--- start Exercise materials ---

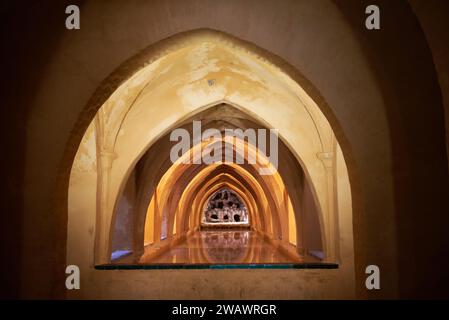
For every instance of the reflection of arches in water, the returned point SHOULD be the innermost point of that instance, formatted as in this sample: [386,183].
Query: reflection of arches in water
[225,206]
[226,246]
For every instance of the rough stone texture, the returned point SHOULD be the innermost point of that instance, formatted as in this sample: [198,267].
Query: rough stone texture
[381,89]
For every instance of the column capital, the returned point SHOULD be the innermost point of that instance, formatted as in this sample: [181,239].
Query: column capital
[326,158]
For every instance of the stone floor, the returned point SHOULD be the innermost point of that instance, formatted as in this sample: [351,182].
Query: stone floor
[224,247]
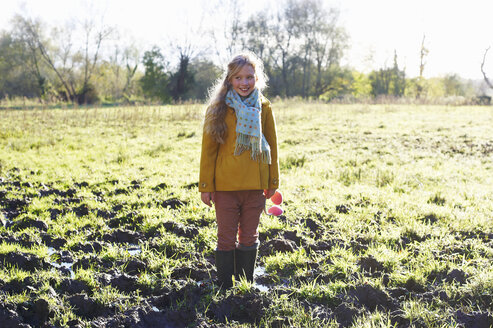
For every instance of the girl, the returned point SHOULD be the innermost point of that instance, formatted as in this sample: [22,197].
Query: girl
[239,168]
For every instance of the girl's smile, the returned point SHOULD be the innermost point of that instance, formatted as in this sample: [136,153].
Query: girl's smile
[244,81]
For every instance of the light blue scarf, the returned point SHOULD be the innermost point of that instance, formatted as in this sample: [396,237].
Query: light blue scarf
[249,134]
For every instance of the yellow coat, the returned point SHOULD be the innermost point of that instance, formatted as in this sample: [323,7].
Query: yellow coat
[221,170]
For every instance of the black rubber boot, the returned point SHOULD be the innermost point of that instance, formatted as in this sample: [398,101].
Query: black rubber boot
[245,262]
[225,265]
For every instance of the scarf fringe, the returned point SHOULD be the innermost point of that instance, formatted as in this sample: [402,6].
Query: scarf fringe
[245,142]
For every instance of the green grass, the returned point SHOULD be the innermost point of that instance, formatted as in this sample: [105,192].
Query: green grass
[407,186]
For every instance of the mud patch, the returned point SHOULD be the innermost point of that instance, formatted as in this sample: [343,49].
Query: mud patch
[277,245]
[248,308]
[474,319]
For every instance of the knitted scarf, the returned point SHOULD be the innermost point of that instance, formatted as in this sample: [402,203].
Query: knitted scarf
[249,134]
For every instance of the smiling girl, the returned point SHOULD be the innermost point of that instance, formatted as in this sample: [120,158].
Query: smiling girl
[239,166]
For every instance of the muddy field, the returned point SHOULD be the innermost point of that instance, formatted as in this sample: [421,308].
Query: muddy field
[388,221]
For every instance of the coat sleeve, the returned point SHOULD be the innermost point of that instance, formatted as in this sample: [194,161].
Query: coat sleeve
[208,163]
[271,136]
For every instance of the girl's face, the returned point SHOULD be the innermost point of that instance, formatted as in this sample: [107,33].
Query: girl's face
[244,81]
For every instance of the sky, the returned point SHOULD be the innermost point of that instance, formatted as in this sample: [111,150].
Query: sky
[457,32]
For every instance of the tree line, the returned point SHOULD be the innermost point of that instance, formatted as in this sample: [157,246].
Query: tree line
[302,45]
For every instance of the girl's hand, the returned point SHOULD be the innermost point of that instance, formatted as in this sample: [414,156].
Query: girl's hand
[268,193]
[207,197]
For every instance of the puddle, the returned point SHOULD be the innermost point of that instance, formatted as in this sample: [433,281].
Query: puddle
[259,271]
[61,265]
[65,265]
[134,250]
[260,287]
[51,251]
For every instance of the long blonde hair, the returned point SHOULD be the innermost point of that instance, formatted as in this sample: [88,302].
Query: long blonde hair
[214,122]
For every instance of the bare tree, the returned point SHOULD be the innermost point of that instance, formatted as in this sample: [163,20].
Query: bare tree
[73,66]
[482,69]
[422,54]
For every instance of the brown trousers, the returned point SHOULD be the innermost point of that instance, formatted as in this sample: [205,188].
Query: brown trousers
[238,213]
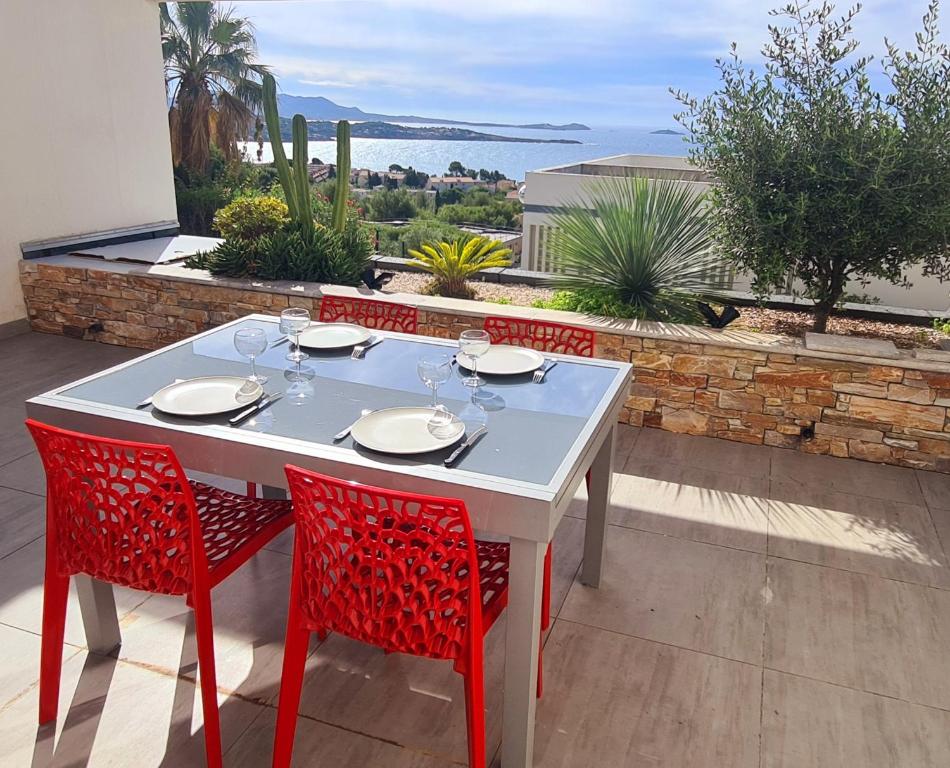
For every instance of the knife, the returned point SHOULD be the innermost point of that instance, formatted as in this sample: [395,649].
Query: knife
[466,444]
[259,406]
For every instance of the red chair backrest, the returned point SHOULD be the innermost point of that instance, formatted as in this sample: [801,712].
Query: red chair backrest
[121,512]
[396,570]
[541,335]
[378,315]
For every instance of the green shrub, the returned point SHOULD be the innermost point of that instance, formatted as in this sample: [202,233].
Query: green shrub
[289,253]
[635,248]
[589,301]
[398,241]
[248,218]
[386,204]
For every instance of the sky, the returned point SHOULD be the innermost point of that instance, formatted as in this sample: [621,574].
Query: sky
[600,62]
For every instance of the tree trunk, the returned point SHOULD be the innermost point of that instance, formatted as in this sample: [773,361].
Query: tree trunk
[828,297]
[820,323]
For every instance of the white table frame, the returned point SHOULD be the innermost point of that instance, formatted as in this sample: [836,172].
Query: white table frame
[527,513]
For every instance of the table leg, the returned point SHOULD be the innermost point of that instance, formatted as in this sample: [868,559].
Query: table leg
[598,502]
[270,492]
[99,617]
[526,574]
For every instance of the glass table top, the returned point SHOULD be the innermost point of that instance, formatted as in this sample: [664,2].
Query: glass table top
[531,427]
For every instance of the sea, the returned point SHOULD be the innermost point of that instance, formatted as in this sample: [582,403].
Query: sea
[512,159]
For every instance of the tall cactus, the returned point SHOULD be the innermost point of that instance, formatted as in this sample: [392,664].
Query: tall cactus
[301,177]
[295,182]
[342,175]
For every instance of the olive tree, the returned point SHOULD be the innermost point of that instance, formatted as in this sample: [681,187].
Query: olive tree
[820,178]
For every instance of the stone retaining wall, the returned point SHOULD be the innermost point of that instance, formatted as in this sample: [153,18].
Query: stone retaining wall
[750,387]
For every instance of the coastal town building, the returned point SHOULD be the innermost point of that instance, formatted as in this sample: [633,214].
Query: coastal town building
[442,183]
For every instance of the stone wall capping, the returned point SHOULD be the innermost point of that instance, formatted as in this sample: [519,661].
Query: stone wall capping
[734,338]
[933,355]
[727,384]
[851,345]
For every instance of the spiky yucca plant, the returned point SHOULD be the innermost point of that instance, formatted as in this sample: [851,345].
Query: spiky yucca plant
[643,243]
[451,264]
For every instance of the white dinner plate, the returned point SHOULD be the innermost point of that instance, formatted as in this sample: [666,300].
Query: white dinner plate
[504,360]
[333,336]
[402,431]
[207,395]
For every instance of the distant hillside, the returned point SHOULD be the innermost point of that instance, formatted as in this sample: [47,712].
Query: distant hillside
[320,108]
[325,130]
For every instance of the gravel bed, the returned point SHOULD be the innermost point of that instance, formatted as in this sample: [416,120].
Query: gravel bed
[782,322]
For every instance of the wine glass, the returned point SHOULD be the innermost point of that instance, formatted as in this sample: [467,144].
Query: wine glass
[474,344]
[292,322]
[251,342]
[300,389]
[433,371]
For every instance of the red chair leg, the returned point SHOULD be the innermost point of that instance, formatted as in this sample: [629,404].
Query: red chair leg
[540,667]
[291,681]
[475,715]
[55,594]
[204,633]
[546,592]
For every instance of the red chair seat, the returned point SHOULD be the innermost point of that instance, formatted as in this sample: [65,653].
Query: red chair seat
[233,525]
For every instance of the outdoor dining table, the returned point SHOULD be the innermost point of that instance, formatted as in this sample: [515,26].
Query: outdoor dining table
[517,481]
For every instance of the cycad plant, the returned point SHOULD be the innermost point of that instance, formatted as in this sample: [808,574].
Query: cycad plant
[451,264]
[640,244]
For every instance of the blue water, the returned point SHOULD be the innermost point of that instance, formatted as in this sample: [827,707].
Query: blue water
[513,160]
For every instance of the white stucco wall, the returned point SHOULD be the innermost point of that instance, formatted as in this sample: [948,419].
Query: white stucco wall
[84,137]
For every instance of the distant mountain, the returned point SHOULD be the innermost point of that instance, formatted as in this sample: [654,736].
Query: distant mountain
[320,108]
[325,130]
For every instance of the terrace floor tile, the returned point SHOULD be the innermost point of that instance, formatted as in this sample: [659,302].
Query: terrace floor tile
[613,700]
[864,632]
[815,724]
[856,533]
[691,595]
[690,503]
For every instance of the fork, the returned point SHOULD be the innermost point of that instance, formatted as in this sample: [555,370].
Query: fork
[360,349]
[543,371]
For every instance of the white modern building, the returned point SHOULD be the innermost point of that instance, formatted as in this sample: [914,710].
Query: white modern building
[550,190]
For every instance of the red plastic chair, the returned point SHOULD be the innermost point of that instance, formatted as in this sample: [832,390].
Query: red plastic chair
[541,335]
[125,513]
[399,571]
[544,337]
[370,313]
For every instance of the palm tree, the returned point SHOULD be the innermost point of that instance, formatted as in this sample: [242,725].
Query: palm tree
[212,80]
[643,244]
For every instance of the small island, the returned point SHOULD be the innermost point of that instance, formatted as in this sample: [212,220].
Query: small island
[325,130]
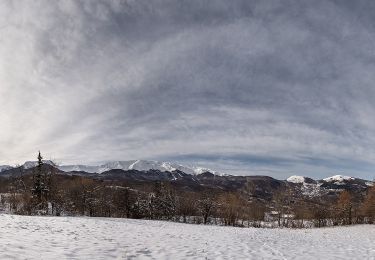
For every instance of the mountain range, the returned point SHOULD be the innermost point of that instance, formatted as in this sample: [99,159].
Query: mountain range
[196,178]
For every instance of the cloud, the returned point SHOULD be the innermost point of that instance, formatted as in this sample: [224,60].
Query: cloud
[247,87]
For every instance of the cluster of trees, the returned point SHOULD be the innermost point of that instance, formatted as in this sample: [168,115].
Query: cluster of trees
[47,193]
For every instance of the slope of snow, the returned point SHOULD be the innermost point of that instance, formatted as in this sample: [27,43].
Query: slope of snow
[296,179]
[24,237]
[338,178]
[5,167]
[140,165]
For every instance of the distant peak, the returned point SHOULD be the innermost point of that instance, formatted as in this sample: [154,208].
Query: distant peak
[338,178]
[296,179]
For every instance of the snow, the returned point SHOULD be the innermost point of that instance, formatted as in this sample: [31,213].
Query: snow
[338,178]
[140,165]
[5,167]
[24,237]
[296,179]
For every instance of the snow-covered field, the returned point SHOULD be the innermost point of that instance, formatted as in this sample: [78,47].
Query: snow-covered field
[24,237]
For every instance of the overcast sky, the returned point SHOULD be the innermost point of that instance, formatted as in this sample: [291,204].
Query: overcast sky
[243,87]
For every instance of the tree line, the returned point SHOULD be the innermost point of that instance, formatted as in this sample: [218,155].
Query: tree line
[47,193]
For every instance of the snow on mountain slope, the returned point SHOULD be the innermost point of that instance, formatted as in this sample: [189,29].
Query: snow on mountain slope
[5,167]
[338,178]
[296,179]
[32,164]
[110,238]
[140,165]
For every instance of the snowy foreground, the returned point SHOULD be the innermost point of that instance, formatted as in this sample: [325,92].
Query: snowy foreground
[24,237]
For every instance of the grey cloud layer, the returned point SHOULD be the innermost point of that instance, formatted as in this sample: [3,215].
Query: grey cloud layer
[256,87]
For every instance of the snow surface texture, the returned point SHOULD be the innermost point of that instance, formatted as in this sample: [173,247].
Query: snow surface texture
[140,165]
[296,179]
[25,237]
[338,178]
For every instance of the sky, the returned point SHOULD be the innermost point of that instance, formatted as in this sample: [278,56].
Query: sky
[243,87]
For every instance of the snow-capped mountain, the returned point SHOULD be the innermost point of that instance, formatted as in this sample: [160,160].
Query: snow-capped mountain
[296,179]
[338,178]
[5,167]
[32,164]
[140,165]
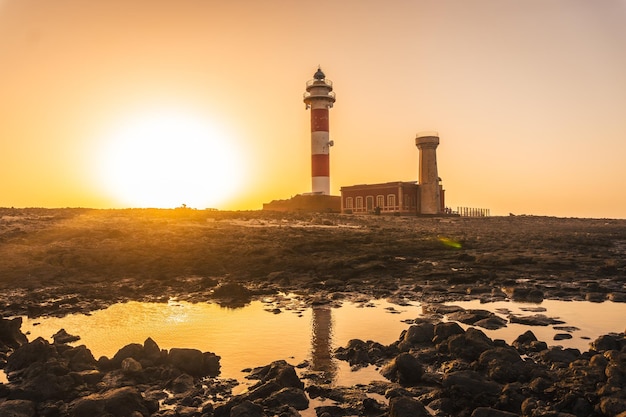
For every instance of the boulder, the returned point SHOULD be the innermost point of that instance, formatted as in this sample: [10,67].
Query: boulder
[559,355]
[151,351]
[39,350]
[62,337]
[470,383]
[503,364]
[612,406]
[181,384]
[469,345]
[527,342]
[534,320]
[404,369]
[605,342]
[131,366]
[492,412]
[491,323]
[246,409]
[470,316]
[80,358]
[293,397]
[420,333]
[443,331]
[132,350]
[407,407]
[194,362]
[17,408]
[41,381]
[10,334]
[123,402]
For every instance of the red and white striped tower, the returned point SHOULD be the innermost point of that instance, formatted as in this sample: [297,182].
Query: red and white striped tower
[319,97]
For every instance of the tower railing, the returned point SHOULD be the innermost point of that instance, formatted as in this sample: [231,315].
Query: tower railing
[325,81]
[330,94]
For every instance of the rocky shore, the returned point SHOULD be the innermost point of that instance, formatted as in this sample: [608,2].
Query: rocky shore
[433,369]
[56,262]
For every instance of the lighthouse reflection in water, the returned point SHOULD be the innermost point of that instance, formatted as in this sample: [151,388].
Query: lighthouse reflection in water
[321,342]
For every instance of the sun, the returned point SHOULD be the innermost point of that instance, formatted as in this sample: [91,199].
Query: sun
[168,159]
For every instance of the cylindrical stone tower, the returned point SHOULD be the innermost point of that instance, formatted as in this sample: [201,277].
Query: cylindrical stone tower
[429,189]
[319,97]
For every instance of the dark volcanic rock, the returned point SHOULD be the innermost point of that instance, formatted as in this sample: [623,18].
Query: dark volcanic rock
[246,409]
[527,342]
[194,362]
[492,412]
[404,369]
[534,320]
[62,337]
[469,345]
[419,333]
[39,350]
[407,407]
[491,323]
[444,330]
[470,383]
[10,334]
[17,408]
[117,402]
[470,316]
[293,397]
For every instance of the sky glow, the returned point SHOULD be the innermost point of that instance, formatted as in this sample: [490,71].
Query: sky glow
[528,97]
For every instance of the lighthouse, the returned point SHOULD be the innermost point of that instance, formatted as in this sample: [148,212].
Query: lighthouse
[319,97]
[429,187]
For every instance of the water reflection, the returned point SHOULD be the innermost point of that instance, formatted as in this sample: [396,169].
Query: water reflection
[321,342]
[251,336]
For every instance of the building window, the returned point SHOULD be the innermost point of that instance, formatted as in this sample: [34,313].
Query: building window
[380,201]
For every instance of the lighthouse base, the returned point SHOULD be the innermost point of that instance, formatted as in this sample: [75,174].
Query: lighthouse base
[316,203]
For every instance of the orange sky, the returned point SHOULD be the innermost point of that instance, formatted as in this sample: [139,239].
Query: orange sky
[528,97]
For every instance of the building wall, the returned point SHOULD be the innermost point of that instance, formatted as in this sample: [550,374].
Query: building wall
[393,197]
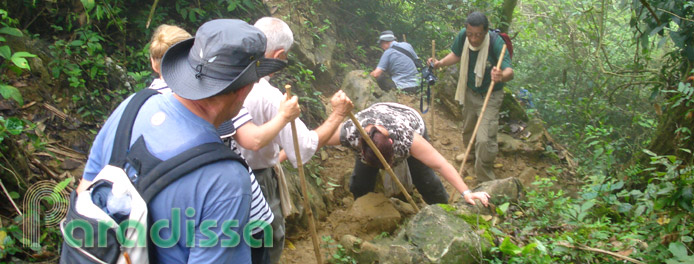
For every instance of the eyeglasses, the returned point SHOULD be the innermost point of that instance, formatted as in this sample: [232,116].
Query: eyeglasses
[477,35]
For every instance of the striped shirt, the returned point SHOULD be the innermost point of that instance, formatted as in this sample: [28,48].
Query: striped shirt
[260,210]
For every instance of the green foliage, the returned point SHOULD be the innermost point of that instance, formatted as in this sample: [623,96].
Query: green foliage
[18,59]
[338,253]
[655,221]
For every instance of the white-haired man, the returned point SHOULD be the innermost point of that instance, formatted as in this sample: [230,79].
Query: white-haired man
[262,104]
[210,77]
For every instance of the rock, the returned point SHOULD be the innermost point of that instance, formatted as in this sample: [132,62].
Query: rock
[508,144]
[70,164]
[403,207]
[501,191]
[444,237]
[376,212]
[455,233]
[363,90]
[323,154]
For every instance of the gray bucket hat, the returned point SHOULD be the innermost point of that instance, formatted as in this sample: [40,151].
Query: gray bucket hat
[225,55]
[386,36]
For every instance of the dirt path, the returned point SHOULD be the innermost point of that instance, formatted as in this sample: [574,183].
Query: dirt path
[447,139]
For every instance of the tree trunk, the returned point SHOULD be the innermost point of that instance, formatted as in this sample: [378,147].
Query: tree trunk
[506,15]
[668,140]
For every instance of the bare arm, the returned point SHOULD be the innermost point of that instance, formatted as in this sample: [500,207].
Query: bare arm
[328,132]
[342,106]
[253,137]
[502,76]
[425,152]
[376,73]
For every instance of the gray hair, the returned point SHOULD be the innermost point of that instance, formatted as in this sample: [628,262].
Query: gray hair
[277,32]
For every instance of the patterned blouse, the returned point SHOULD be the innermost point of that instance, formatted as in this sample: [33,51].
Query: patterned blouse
[401,122]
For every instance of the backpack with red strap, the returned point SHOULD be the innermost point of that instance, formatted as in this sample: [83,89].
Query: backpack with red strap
[497,33]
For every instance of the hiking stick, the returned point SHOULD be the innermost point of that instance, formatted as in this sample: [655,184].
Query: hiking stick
[304,188]
[383,160]
[433,102]
[454,196]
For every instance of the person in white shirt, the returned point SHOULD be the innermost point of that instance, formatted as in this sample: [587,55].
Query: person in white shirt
[262,104]
[163,38]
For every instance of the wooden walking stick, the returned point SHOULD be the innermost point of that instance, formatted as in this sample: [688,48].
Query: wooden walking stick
[454,196]
[304,188]
[383,160]
[433,102]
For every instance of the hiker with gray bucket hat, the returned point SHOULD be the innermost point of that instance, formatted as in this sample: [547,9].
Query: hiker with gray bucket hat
[199,216]
[399,62]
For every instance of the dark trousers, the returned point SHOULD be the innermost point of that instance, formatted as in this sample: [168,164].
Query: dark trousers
[260,255]
[427,183]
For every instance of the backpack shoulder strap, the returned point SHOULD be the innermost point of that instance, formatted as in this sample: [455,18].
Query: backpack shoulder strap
[407,53]
[176,167]
[121,143]
[493,35]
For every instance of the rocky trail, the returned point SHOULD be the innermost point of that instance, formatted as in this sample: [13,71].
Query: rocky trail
[372,216]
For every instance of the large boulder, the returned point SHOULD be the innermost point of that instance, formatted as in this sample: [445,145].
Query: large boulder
[364,91]
[456,233]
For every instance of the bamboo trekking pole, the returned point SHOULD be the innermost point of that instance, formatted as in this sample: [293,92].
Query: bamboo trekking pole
[383,160]
[433,102]
[454,196]
[304,188]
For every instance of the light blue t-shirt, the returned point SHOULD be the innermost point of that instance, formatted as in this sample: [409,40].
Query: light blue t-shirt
[402,70]
[214,199]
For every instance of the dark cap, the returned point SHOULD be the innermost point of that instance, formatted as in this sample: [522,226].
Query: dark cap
[386,36]
[225,55]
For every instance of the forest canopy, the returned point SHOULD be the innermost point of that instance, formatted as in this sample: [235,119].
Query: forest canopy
[611,79]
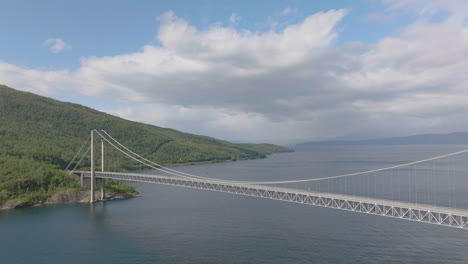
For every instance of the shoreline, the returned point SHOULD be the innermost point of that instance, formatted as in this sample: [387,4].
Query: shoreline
[68,196]
[80,195]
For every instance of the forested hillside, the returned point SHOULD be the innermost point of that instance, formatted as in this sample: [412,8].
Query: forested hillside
[39,136]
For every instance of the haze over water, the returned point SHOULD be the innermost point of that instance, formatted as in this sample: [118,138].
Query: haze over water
[177,225]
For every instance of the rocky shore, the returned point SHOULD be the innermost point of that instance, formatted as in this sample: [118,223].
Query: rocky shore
[68,196]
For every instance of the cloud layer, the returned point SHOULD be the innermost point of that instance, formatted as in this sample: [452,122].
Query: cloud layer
[57,45]
[282,85]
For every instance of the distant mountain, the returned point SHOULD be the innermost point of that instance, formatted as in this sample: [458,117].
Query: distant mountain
[426,139]
[39,136]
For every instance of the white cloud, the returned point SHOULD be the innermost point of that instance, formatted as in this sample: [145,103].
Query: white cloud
[234,18]
[280,85]
[289,11]
[57,45]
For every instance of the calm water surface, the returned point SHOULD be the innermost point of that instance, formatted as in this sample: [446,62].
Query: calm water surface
[178,225]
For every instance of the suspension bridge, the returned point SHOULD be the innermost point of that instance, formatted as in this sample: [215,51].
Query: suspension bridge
[424,191]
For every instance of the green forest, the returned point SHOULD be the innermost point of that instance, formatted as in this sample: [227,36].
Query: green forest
[39,136]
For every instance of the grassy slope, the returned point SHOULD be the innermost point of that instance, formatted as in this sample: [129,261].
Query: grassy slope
[38,136]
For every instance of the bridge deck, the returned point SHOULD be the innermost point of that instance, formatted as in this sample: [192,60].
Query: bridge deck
[409,211]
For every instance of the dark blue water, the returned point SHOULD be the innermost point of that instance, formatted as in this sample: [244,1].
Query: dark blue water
[177,225]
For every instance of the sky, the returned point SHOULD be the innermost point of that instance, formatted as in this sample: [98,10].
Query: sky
[250,71]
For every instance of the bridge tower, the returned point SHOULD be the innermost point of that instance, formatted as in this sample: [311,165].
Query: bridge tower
[103,181]
[93,181]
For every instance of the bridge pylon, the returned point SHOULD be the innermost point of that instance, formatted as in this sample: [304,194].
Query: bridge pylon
[93,182]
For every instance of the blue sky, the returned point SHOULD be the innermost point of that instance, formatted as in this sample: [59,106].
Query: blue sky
[106,28]
[280,71]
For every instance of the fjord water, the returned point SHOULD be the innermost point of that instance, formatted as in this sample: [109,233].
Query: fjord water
[177,225]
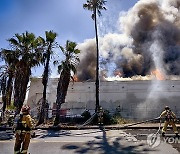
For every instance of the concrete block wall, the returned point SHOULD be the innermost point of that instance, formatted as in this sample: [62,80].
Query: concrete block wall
[137,99]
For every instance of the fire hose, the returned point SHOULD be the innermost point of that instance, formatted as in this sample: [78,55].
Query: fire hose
[88,121]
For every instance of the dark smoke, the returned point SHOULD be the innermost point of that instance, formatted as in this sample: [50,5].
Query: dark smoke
[150,25]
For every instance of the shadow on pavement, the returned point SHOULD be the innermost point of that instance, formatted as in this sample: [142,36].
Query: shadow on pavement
[103,145]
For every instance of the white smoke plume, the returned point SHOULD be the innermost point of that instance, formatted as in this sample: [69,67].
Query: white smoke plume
[147,38]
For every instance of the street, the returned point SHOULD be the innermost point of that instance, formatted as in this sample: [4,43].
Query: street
[88,141]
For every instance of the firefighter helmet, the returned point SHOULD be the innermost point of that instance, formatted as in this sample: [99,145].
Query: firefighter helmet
[25,108]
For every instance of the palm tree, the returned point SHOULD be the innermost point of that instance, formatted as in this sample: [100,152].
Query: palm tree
[49,44]
[25,53]
[65,69]
[6,84]
[96,6]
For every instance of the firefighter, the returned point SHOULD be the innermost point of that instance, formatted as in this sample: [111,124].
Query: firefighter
[170,119]
[23,125]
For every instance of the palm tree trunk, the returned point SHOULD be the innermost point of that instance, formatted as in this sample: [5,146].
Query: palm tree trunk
[97,63]
[62,88]
[9,90]
[42,116]
[20,87]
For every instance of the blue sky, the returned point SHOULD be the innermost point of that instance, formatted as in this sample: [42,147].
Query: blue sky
[66,17]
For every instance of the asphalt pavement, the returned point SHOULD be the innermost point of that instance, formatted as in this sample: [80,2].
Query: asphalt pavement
[96,141]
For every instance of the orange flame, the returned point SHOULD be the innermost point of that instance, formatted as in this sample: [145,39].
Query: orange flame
[158,74]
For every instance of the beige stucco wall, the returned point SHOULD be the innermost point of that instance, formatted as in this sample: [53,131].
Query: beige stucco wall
[137,99]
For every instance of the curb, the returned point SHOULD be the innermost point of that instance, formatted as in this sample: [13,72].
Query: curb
[92,127]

--- end Exercise materials ---

*Exercise details*: Repeat exactly the lines above from the line that contains "this sample: [100,152]." through the end. Include both of these ends; leave out everything else.

*Task answer*:
For every instance of the palm tree, the returned point SHOULD be the innermost point of that instance, formatted as in this sample: [100,152].
Query: palm tree
[49,44]
[25,53]
[65,69]
[6,84]
[96,6]
For every instance of the firefighter, the returned point SHOULD be the innermost point of that instance, formatted as in this sample: [111,124].
Query: firefighter
[170,119]
[23,125]
For every instance of the palm tree trunk, the returned point SHOULD be the innermost point of that instance, formatted as in this sample: [5,146].
Query: palm tree trunk
[97,63]
[62,88]
[9,90]
[42,116]
[20,87]
For every instance of the blue sky, the returned point SHOULD be the innermost point of that instance, formatted as in this sample: [42,147].
Query: blue sky
[66,17]
For every instance of the asphalt pavement, the returned point SHOULD be the innermost point of that instance, formatted as in this sample: [80,2].
Query: asphalt pavement
[96,141]
For every instance of the orange flame, the returned point SHOULD be the innermost point of that instance, formatted as in this sample: [145,39].
Query: orange flame
[158,74]
For every instance of the beige stucco wall, the returned point SHOULD be the innermost point of that instance, formatted as in this sample: [53,131].
Query: beige stucco wall
[137,99]
For every instance of the curb, the returned point SHOULD be the innermost point of that instance, formatted as in this sample: [13,72].
Query: curb
[92,127]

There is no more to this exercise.